Texto fornecido:
Talvez por isto, enquanto passava as páginas do livro, lembrei de um amigo médico, também oriental, que em certa ocasião me perguntava porque os ocidentais separamos a medicina em alopatia, homeopatia, praticas alternativas, etc. Para nós –dizia ele- a Medicina é uma coisa só. E eu penso agora se teremos de fazer uma viagem ao século XII para resgatar o que perdemos com a metodologia cartesiana na prática da medicina. E a dimensão também divina que nos foi confiada.

Instruções da tarefa: Reescreva o trecho do texto fornecido começando em "Talvez por isto, enquanto" e seguindo até "nos foi confiada.", trocando "amigo" por "colega".

Material extraído:
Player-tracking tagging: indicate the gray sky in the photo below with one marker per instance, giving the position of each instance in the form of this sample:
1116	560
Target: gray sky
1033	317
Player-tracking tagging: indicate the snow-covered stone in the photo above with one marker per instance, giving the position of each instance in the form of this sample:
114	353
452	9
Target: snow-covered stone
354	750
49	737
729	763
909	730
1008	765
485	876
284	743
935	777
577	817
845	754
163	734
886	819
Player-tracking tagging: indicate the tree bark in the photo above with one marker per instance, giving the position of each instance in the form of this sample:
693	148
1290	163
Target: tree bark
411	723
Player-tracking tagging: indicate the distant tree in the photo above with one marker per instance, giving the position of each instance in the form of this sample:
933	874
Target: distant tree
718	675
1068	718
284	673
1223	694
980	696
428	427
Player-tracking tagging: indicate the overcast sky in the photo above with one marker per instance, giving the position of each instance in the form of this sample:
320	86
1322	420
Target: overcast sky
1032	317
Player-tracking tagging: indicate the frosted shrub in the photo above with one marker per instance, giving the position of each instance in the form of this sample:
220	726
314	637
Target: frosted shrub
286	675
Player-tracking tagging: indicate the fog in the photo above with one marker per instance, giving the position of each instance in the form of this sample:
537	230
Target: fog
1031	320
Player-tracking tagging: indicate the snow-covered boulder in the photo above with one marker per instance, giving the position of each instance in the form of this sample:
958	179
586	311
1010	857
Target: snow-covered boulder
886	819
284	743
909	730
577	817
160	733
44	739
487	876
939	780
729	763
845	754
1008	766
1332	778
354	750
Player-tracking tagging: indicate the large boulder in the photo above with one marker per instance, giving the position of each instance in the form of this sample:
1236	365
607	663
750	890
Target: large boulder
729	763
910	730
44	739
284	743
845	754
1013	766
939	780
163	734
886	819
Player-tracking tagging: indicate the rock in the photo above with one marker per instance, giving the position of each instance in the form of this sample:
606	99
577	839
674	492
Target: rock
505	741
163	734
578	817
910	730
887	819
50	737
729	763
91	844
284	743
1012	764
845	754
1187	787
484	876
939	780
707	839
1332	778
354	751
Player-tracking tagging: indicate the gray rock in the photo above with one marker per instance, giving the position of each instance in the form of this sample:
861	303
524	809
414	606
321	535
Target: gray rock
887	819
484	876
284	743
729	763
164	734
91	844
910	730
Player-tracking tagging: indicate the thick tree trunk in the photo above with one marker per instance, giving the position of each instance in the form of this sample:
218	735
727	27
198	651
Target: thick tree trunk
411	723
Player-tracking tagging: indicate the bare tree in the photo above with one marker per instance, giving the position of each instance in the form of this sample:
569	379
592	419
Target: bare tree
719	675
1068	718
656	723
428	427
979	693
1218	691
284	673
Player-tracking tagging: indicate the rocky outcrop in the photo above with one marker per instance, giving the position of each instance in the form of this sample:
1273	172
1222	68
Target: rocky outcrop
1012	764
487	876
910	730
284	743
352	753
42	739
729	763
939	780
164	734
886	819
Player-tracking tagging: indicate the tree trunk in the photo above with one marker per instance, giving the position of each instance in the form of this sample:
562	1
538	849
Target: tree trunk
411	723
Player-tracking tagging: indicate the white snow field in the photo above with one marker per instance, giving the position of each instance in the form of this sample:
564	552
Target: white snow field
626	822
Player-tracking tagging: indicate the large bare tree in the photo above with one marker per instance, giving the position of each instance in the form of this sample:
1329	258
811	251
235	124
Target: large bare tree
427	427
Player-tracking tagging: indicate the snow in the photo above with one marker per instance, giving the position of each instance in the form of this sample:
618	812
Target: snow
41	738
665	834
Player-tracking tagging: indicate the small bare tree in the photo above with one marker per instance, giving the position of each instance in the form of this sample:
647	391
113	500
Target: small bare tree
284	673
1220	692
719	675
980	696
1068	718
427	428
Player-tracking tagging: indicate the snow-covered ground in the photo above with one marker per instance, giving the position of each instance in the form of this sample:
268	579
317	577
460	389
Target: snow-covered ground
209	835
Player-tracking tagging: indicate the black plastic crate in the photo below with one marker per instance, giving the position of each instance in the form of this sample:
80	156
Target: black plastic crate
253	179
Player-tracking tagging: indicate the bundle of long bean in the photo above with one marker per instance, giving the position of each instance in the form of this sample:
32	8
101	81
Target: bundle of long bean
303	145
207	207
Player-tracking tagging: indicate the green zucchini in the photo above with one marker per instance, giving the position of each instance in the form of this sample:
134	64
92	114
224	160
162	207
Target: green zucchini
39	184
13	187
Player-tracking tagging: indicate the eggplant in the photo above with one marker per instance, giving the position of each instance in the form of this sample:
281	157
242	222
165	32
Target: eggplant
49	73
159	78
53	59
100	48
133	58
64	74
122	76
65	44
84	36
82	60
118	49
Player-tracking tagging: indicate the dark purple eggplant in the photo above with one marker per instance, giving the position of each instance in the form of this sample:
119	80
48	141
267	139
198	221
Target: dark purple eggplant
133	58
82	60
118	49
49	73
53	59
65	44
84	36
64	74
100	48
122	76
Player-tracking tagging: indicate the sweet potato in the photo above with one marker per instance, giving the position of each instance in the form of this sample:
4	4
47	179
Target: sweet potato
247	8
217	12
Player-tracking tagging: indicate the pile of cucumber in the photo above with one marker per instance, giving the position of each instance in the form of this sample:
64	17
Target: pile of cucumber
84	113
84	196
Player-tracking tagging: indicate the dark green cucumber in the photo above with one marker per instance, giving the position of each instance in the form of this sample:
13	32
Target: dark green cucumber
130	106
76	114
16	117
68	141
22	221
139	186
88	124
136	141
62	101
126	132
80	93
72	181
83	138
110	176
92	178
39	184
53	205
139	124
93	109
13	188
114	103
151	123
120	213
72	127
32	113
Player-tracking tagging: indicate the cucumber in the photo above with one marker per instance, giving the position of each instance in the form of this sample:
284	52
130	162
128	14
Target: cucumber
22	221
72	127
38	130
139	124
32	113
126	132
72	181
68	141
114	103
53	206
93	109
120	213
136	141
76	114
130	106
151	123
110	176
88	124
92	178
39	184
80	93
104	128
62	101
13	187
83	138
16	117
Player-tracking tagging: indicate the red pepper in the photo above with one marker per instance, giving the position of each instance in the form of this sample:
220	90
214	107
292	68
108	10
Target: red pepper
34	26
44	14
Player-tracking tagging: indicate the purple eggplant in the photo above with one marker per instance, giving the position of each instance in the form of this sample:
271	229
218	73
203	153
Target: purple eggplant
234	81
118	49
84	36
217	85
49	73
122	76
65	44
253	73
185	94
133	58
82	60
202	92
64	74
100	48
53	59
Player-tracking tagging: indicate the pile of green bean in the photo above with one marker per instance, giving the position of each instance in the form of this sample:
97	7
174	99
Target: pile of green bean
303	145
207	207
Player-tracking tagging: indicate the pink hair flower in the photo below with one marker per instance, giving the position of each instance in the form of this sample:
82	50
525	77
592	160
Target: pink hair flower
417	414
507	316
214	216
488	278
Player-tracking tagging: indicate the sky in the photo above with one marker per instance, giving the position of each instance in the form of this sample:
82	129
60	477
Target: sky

Resultado do exercício:
Talvez por isto, enquanto passava as páginas do livro, lembrei de um colega médico, também oriental, que em certa ocasião me perguntava porque os ocidentais separamos a medicina em alopatia, homeopatia, praticas alternativas, etc. Para nós –dizia ele- a Medicina é uma coisa só. E eu penso agora se teremos de fazer uma viagem ao século XII para resgatar o que perdemos com a metodologia cartesiana na prática da medicina. E a dimensão também divina que nos foi confiada.